> [RAW DATA]:
--- begin ---

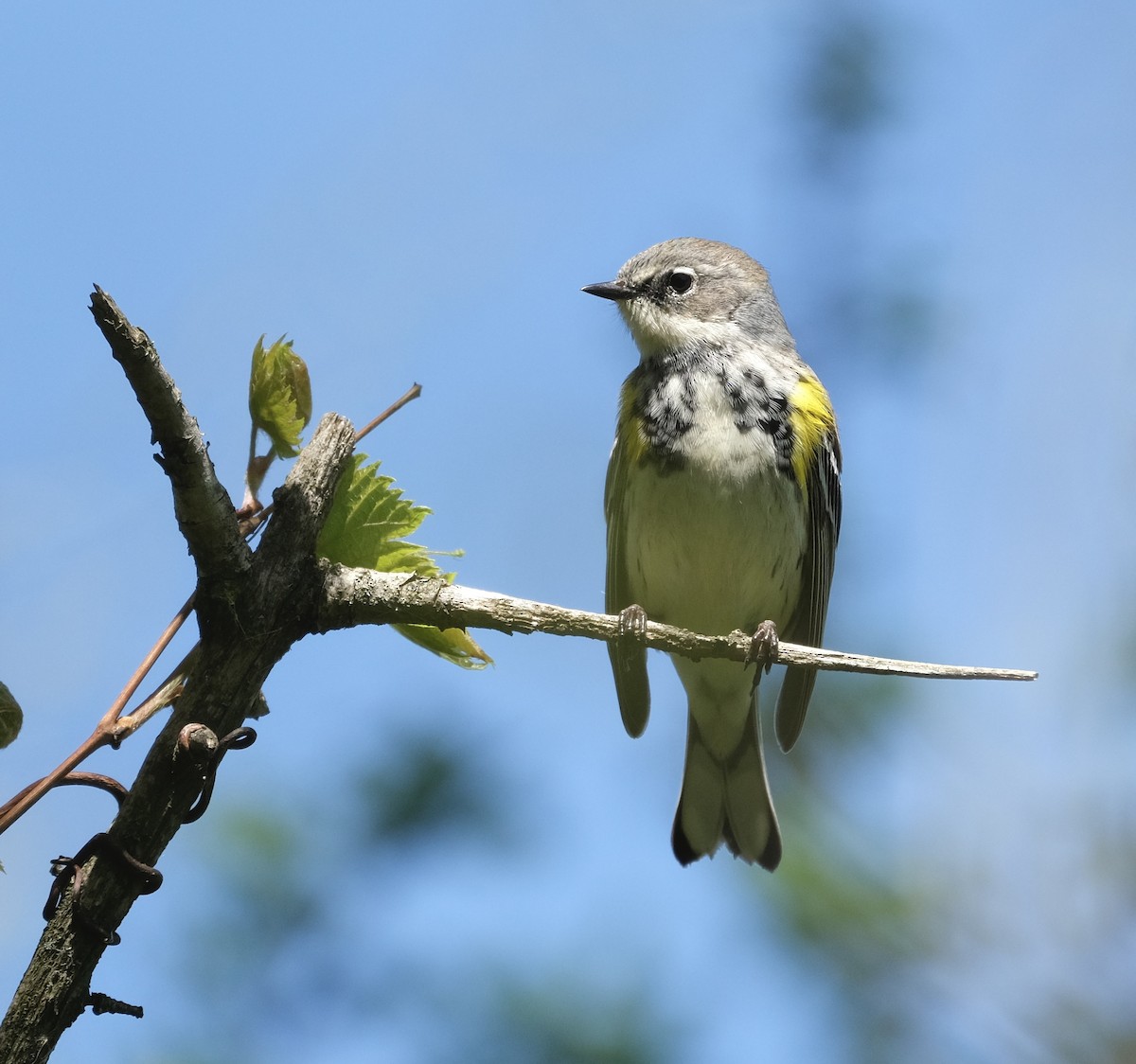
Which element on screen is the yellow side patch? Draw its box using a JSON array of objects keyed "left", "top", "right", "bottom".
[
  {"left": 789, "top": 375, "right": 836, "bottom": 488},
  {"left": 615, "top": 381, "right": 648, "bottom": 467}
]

--- end ---

> [AIM OF THE EXERCISE]:
Which lines in the items above contain the word "left"? Locate each one and copy it out in full.

> [RESULT OF THIS EXERCISE]:
Which element on screen is the yellow side patch? Draw its box using a JSON array of objects keyed "left", "top", "right", "bottom".
  {"left": 789, "top": 375, "right": 836, "bottom": 488},
  {"left": 615, "top": 381, "right": 648, "bottom": 467}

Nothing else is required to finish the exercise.